The damage sustained during the 1802 earthquake was repaired by Paharnic Nicolae in 1810. Following a series of five smaller earthquakes during the 1820s and '30s, further repairs were carried out in 1834. More damage, repaired subsequently, was caused by the 1838 quake. The Great Fire of Bucharest in 1847 burned the church and the bell tower, to the west, which also served as a gate. The 1848 pisanie, located in the narthex, notes that the former abbot from Focșani carried out the repairs. The tower remained half destroyed, with the bells hanging from four wooden poles. It was demolished in 1936–1937 in order to make way for an apartment building.

The weakened masonry domes weee also removed in 1848 and replaced by wooden ones coated in tin. Other repairs took place in 1856, 1864, and 1877, while a robbery occurred in 1857. The school was renovated around that time. Later, a new building, still in existence, was added on the east side and used as a shelter for the poor. In 1937, a visiting Nicolae Iorga was struck by the church’s state of decay, ordering immediate repairs as head of the Historic Monuments Commission. A thorough plan was drawn up and intermittently executed between 1937 and 1945. Due to a lack of funds, the only elements carried out were the dome and roof repairs, the floor and window renovations and the replacement of the main door with one resembling its counterpart at Neamț Monastery. More repairs were undertaken following the 1940 and 1977 earthquakes. Between 1984 and 1989, the Nicolae Ceaușescu regime threatened the church with demolition. In 1985–1986, the surrounding buildings, largely belonging to the Jewish community, were torn down as part of the Centrul Civic project. A 1998 exterior consolidation was only partial, and destroyed traces of frescoes.

- [Problem to solve]:
According to the passage on the church's repairs, what replaced the weakened masonry domes in 1848?

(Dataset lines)

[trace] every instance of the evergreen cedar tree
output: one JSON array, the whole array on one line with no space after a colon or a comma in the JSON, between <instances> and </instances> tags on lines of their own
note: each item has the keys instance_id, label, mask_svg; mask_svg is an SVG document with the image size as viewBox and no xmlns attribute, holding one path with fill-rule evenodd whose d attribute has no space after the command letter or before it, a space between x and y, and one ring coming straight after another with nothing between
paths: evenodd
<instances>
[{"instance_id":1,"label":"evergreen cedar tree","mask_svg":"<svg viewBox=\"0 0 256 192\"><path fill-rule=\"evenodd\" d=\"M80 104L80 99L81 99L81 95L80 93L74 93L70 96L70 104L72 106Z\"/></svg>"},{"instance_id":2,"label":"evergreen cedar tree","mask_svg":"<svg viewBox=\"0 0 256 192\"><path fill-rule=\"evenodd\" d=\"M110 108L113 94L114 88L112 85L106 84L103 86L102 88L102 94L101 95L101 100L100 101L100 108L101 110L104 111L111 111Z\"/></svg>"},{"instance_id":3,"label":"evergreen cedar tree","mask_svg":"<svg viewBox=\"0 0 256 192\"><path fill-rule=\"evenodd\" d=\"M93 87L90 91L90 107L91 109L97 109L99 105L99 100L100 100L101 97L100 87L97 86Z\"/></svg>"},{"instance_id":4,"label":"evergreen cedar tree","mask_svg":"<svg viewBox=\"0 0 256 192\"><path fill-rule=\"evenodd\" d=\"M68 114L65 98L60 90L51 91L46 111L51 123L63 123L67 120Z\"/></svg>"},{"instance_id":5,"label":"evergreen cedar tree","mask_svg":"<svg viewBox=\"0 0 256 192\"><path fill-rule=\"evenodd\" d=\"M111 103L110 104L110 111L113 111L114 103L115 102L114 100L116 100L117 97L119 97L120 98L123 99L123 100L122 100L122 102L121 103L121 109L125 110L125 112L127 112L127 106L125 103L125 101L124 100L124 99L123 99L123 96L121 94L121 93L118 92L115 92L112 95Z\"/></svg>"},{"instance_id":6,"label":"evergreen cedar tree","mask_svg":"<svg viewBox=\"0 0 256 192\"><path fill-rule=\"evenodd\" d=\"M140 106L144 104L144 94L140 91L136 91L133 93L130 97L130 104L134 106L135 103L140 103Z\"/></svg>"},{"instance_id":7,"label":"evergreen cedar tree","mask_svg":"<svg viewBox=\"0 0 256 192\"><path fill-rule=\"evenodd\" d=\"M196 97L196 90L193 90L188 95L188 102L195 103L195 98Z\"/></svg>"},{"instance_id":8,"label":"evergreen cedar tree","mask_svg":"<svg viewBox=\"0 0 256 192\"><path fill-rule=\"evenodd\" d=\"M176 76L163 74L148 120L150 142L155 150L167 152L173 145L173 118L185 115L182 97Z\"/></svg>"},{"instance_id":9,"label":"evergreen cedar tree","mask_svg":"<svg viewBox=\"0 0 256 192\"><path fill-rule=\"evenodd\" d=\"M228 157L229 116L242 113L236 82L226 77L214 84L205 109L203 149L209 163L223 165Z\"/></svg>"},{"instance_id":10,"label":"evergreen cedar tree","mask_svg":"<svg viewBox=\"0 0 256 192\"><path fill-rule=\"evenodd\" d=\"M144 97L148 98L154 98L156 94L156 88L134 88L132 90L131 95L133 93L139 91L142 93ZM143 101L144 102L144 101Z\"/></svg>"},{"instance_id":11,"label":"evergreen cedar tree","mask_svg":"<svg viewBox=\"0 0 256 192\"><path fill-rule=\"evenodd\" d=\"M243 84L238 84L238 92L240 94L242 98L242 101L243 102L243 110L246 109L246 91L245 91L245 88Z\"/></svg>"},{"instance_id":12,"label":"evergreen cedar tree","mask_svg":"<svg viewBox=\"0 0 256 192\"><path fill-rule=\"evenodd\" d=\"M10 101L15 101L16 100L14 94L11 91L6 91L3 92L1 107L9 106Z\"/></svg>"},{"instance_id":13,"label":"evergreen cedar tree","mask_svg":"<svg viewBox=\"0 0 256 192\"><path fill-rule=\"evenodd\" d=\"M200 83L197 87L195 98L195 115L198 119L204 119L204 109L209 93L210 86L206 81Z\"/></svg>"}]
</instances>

- [Result]:
Wooden domes coated in tin.